___ EXTRACT TO READ ___

Research paper on preventing hacking in the workplace

With the help of information technology, a company can store vast amounts of data, perform complex operations, and conduct business in a much more expedient way with fewer personnel. However, with that opportuntiy comes risk; computer hackers can wreak havoc on a business’ network, leading to stolen information, corrupted data, and compromised business. If a company does not take appropriate steps to guard their networks, they can fall prey to all manner of hacking attempts. Luckily, there are detailed and comprehensive steps you can take to secure your information and maintain an information secure workplace. With the help of high-bit encryption, password-protecting, authentication and zero-knowledge proofs, a company can successfully guard against even the most skilled hackers.

When a system is hacked, a cyberattack occurs on the part of someone who infiltrates an outside network and accesses the information in their databases. These are forms of computer crime, and it can lead to classified information being leaked, insider information being sold to other companies or used for the hacker’s own personal gain, or blackmail, both personal and corporate. In the event this was to occur, entire companies could be taken down – as a result, the most thorough precautions must be taken. Crimeware is “ the blanket term for code aimed at garnering cash,” and it can strike companies at any time if they are not prepared (Lemos, 2006, p. 117).

The US government has acknowledged cyberwarfare as something that can threaten national security; as a result, they take steps to plug whatever holes they can. There are even active algorithms that seek out potential attacks, anticipating them before they occur. Real time sensors can “ detect and stop malicious code” before it passes into the network (Lynn, 2010). While this may be out of the reach of a corporate environment as yet, there is the possibility for it becoming available in the future.

___ DATASET CONTENT ___

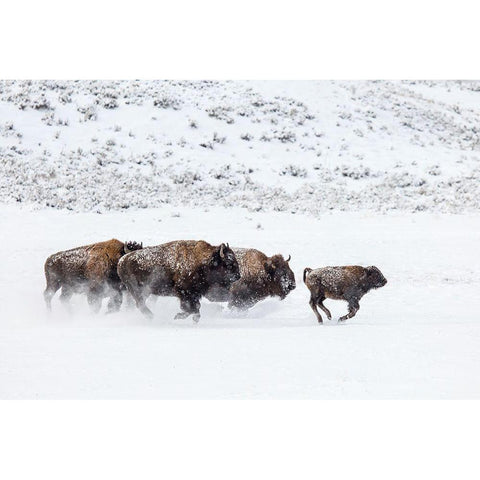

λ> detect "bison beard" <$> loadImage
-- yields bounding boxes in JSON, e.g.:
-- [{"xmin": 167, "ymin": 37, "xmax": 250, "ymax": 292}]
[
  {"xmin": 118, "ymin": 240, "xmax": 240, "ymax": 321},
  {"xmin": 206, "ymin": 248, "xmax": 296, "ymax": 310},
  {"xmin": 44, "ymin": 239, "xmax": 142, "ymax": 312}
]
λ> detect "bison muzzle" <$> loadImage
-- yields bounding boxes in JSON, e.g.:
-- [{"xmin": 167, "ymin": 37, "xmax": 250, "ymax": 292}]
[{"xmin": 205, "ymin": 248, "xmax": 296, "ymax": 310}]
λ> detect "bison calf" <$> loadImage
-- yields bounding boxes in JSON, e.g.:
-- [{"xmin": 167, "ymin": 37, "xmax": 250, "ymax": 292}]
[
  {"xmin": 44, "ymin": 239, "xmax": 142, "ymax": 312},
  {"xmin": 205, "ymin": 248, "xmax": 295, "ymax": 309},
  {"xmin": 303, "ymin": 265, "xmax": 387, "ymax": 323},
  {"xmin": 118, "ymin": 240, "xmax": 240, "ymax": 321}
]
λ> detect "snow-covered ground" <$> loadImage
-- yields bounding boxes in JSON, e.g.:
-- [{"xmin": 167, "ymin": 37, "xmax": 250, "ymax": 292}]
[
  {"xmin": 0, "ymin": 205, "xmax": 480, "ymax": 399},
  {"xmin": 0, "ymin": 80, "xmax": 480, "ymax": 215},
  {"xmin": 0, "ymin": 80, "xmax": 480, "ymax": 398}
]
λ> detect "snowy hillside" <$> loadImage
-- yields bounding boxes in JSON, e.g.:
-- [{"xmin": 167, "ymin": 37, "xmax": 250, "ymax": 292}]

___

> EXERCISE SET:
A. Using the paper on workplace hacking, decide whether each statement agrees with it: (i) the US government has acknowledged cyberwarfare as something that can threaten national security; (ii) the paper says real-time attack detection is already within reach of corporate environments; (iii) there are active algorithms that seek out potential attacks before they occur. Answer yes or no for each, quoting the deciding words of the paper.
B. Answer these questions from the paper on workplace hacking, one per line:
(i) Which four measures does the paper name for guarding against even the most skilled hackers?
(ii) What is described as "the blanket term for code aimed at garnering cash"?
(iii) What year is given with the citation of Lynn?
C. Rewrite the passage of the paper on workplace hacking from "With the help of information" to "most skilled hackers.", substituting "an organization" for "a company" throughout.

> EXPECTED RESPONSES:
A.
(i) Yes: "The US government has acknowledged cyberwarfare as something that can threaten national security"
(ii) No: "While this may be out of the reach of a corporate environment as yet"
(iii) Yes: "There are even active algorithms that seek out potential attacks, anticipating them before they occur."

B.
(i) High-bit encryption, password-protecting, authentication and zero-knowledge proofs
(ii) Crimeware
(iii) 2010

C.
With the help of information technology, an organization can store vast amounts of data, perform complex operations, and conduct business in a much more expedient way with fewer personnel. However, with that opportuntiy comes risk; computer hackers can wreak havoc on a business’ network, leading to stolen information, corrupted data, and compromised business. If an organization does not take appropriate steps to guard their networks, they can fall prey to all manner of hacking attempts. Luckily, there are detailed and comprehensive steps you can take to secure your information and maintain an information secure workplace. With the help of high-bit encryption, password-protecting, authentication and zero-knowledge proofs, an organization can successfully guard against even the most skilled hackers.